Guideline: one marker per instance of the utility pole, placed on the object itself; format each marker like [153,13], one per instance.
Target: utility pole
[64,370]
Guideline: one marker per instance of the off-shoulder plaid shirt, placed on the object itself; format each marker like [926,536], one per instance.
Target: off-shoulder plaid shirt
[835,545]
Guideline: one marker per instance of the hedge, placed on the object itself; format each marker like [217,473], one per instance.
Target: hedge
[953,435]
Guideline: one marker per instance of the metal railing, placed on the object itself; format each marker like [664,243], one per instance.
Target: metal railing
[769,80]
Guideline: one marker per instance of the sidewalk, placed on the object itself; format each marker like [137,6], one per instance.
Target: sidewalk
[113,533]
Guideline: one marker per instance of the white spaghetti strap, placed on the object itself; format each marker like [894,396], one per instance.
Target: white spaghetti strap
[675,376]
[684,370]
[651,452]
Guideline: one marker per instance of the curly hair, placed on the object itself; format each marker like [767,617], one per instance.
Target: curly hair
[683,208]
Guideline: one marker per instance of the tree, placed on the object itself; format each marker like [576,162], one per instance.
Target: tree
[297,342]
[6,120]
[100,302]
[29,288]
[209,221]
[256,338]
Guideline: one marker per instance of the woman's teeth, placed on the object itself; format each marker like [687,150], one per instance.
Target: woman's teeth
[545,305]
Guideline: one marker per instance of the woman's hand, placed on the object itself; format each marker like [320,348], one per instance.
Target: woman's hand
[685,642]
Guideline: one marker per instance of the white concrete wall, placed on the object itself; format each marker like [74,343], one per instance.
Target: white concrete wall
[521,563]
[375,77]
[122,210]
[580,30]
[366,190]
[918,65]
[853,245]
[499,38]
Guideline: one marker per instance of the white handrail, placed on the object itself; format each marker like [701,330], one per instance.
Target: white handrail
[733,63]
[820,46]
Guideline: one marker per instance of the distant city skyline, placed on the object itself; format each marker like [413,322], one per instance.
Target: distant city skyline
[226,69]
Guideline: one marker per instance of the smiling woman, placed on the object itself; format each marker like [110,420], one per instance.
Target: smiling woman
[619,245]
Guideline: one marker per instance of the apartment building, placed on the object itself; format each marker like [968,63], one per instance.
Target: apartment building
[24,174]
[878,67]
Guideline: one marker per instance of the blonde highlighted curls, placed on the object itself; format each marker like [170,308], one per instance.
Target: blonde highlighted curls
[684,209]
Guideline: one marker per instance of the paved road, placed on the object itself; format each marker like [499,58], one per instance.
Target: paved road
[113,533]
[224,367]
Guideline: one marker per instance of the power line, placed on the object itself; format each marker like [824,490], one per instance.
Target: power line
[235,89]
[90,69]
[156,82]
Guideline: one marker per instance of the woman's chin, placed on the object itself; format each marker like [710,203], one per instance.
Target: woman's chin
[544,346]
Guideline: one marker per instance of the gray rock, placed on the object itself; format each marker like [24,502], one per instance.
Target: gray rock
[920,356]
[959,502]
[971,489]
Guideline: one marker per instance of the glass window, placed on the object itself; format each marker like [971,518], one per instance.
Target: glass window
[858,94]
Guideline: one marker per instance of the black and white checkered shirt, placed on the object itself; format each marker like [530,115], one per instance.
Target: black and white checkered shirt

-.-.-

**Goal of the exercise**
When a line in the data contains the string "black", copy that line.

**Response**
Guideline: one marker per instance of the black and white checkered shirt, placed on the object itself; format each marker like [530,115], one per instance.
Target: black and white checkered shirt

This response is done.